▸ **Exercise materials**
━━━━━━━━━━━━━━━━━━━━

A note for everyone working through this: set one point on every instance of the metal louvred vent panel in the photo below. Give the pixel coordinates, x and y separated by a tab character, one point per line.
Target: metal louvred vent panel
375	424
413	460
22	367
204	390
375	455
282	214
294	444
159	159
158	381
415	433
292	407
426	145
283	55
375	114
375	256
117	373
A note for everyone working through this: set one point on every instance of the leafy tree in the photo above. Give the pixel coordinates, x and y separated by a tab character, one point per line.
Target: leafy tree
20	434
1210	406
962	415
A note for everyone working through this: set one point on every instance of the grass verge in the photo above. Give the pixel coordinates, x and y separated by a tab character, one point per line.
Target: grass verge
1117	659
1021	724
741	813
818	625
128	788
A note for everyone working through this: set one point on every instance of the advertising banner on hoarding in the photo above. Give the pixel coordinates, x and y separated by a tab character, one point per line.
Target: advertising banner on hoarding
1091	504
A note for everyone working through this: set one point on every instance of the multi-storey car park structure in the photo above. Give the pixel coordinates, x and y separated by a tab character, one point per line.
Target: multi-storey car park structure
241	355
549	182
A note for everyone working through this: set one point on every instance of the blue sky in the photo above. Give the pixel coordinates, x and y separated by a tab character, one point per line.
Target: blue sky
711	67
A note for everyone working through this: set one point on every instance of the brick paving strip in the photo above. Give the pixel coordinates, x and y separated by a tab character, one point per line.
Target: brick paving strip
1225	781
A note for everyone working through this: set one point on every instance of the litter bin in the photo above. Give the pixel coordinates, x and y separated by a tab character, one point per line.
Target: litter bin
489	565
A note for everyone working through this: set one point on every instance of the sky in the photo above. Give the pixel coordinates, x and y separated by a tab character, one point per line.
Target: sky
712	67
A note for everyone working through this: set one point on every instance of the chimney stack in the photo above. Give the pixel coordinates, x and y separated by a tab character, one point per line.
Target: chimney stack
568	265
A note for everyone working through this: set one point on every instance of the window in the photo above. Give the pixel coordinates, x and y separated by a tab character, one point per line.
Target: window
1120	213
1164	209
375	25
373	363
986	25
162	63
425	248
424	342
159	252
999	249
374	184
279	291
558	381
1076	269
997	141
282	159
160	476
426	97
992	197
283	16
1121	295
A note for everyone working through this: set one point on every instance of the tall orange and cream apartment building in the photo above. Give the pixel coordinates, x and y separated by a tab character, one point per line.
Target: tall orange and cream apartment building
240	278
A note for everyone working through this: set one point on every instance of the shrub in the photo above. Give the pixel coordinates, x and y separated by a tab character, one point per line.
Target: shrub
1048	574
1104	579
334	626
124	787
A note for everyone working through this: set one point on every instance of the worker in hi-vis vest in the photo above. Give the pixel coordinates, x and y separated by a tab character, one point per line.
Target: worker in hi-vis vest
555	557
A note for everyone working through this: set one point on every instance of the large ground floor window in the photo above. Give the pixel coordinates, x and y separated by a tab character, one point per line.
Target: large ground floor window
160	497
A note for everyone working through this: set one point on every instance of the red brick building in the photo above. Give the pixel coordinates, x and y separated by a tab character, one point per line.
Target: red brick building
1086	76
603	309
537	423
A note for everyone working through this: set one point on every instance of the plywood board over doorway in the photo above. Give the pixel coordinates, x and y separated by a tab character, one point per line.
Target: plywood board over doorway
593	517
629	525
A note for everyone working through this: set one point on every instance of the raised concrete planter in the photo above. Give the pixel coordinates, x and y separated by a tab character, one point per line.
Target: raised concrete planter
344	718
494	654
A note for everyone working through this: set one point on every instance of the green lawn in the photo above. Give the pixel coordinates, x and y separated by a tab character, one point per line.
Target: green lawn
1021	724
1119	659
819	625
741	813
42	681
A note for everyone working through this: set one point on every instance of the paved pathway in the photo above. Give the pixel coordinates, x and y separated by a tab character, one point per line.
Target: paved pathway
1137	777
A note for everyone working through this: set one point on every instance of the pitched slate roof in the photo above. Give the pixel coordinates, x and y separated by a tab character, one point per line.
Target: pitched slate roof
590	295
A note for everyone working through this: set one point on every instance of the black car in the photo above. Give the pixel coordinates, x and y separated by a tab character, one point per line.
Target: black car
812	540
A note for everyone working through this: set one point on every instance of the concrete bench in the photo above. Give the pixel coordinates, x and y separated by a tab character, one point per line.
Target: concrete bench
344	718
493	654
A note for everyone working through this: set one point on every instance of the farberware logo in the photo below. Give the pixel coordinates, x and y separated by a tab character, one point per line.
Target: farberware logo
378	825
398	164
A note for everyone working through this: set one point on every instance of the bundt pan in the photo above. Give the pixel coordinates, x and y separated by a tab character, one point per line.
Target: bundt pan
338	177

━━━━━━━━━━━━━━━━━━━━

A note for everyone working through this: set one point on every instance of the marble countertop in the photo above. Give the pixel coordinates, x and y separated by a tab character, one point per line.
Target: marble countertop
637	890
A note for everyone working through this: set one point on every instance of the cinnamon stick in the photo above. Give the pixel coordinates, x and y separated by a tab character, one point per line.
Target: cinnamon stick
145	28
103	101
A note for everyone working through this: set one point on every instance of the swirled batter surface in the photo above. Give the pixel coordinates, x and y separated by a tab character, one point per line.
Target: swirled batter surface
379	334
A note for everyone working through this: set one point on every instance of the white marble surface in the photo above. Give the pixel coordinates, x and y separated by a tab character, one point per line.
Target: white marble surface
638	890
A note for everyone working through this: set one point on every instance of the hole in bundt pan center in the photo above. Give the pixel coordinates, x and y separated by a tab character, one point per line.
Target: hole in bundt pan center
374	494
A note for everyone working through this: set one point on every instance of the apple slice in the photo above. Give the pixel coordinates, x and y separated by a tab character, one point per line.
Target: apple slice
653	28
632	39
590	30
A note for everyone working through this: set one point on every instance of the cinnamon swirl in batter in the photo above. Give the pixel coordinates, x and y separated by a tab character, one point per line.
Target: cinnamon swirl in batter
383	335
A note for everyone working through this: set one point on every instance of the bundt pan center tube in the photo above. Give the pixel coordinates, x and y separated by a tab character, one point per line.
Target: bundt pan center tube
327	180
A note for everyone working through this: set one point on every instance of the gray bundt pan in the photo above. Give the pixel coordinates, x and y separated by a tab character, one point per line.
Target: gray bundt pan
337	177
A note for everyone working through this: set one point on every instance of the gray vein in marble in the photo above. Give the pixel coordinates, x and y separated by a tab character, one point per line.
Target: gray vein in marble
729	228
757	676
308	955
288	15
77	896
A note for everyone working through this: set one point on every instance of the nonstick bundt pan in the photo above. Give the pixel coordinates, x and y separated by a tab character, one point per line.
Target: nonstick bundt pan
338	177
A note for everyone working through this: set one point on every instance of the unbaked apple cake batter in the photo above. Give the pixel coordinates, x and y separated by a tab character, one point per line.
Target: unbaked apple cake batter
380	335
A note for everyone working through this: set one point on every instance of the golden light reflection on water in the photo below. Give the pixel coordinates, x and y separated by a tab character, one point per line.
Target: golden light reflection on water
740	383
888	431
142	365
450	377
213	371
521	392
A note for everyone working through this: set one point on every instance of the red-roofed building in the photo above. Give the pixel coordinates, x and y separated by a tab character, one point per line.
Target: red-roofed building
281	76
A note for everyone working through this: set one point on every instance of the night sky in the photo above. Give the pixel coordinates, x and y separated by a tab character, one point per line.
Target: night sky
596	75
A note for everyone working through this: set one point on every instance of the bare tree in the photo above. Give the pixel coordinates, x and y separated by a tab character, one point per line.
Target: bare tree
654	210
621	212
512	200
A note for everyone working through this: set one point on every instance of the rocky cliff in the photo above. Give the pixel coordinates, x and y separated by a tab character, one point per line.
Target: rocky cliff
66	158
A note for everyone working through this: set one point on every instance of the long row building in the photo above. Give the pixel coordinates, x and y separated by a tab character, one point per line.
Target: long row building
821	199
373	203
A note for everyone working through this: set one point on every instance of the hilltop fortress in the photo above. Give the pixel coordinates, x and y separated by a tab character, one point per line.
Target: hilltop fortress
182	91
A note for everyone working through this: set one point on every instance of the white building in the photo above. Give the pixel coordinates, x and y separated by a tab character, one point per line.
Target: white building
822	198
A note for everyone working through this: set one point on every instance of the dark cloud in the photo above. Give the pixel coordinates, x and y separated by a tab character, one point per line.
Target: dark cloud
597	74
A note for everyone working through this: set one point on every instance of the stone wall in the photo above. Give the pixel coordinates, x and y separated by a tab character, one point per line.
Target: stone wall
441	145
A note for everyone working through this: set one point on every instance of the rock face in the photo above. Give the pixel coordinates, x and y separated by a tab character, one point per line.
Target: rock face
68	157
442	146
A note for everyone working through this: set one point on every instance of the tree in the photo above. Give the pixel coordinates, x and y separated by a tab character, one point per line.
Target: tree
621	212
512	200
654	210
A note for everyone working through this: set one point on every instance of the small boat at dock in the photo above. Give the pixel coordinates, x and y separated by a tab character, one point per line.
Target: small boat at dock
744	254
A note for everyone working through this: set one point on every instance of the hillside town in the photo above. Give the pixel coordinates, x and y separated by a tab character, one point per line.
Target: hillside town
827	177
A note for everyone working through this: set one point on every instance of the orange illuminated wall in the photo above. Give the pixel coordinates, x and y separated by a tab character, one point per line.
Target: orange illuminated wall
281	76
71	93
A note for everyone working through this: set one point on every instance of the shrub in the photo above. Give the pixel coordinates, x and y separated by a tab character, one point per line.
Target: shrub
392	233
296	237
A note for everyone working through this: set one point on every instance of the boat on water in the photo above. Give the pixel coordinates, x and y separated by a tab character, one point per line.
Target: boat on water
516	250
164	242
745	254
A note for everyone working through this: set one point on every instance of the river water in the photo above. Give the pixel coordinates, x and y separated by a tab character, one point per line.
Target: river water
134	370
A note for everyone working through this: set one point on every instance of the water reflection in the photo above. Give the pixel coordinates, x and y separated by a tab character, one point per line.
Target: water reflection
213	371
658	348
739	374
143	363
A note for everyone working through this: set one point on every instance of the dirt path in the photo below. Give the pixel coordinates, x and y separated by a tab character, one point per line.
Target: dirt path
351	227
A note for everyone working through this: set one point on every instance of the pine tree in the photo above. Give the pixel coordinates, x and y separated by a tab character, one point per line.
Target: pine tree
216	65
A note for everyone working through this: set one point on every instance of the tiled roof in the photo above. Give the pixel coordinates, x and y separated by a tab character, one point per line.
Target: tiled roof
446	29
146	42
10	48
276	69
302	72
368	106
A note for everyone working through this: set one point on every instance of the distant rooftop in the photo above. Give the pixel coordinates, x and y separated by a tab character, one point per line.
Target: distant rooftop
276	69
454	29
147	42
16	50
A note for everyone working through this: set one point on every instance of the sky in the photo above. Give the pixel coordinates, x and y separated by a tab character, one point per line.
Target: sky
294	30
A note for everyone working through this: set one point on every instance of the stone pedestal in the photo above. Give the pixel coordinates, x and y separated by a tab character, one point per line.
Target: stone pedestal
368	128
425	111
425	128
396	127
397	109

━━━━━━━━━━━━━━━━━━━━

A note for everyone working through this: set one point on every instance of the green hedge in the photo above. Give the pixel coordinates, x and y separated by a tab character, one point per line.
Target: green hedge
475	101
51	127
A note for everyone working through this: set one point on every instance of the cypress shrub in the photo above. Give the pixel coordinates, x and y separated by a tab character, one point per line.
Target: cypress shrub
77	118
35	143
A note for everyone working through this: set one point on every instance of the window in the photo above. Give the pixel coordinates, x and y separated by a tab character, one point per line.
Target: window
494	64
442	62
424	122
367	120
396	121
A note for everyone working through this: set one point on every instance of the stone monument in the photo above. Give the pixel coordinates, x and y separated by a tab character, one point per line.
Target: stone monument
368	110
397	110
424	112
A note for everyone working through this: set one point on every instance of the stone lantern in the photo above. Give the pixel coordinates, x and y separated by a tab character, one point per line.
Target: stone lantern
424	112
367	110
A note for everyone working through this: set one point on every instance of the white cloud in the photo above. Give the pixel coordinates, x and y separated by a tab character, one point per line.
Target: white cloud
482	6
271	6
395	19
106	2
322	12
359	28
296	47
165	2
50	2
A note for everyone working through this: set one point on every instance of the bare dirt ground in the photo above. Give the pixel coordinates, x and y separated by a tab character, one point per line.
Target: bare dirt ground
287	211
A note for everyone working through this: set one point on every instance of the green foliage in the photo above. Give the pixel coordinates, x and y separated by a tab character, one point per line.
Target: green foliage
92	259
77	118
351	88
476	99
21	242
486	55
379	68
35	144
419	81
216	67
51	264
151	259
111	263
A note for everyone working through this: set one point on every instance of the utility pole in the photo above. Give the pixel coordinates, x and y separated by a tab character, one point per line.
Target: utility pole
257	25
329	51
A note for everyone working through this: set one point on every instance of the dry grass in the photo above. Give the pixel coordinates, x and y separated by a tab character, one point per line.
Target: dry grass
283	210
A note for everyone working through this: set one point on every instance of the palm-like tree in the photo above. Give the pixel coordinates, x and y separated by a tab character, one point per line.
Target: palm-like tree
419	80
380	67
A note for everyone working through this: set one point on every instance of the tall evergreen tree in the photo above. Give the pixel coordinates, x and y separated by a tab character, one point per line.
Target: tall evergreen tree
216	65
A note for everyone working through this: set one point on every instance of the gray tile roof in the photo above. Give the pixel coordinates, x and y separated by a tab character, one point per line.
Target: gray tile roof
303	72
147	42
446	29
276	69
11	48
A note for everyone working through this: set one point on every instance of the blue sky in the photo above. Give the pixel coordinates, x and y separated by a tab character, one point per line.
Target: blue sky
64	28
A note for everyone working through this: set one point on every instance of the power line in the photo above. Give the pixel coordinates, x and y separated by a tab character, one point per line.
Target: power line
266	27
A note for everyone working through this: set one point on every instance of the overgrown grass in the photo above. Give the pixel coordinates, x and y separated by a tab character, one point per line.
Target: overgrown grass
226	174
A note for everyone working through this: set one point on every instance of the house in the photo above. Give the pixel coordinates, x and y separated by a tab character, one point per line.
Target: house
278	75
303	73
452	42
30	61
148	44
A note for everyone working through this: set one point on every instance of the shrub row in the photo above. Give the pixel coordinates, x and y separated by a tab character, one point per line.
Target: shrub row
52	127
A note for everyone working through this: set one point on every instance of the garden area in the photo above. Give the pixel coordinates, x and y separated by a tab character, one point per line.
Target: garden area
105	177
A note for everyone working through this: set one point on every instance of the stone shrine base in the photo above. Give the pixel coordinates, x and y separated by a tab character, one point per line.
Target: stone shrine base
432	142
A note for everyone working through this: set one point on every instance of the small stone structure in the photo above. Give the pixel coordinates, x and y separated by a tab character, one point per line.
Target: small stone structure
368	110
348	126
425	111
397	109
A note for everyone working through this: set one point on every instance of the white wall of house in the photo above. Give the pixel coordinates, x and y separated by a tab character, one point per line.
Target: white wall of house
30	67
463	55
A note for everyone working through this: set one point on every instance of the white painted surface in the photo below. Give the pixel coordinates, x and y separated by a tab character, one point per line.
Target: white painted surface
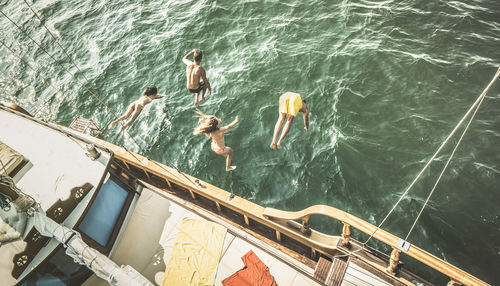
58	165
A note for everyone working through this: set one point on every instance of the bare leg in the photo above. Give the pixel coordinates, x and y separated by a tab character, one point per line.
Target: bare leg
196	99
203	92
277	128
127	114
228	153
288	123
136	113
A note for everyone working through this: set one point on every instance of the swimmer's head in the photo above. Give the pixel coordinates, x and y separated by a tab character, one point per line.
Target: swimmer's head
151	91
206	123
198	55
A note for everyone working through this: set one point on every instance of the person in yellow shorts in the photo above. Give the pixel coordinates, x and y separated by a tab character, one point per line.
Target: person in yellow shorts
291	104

━━━━━━━━━━━━━━━━━━━━

▸ **Requirement**
Report every line of the records that contains the word "light", copying each such line in full.

▸ **Result below**
A note for everyone working through this: set one point on every instance of the golden light reflection on water in the photo below. Give the pixel coordinates, x and y separated by a tab character, one point per line.
Target: golden light reflection on water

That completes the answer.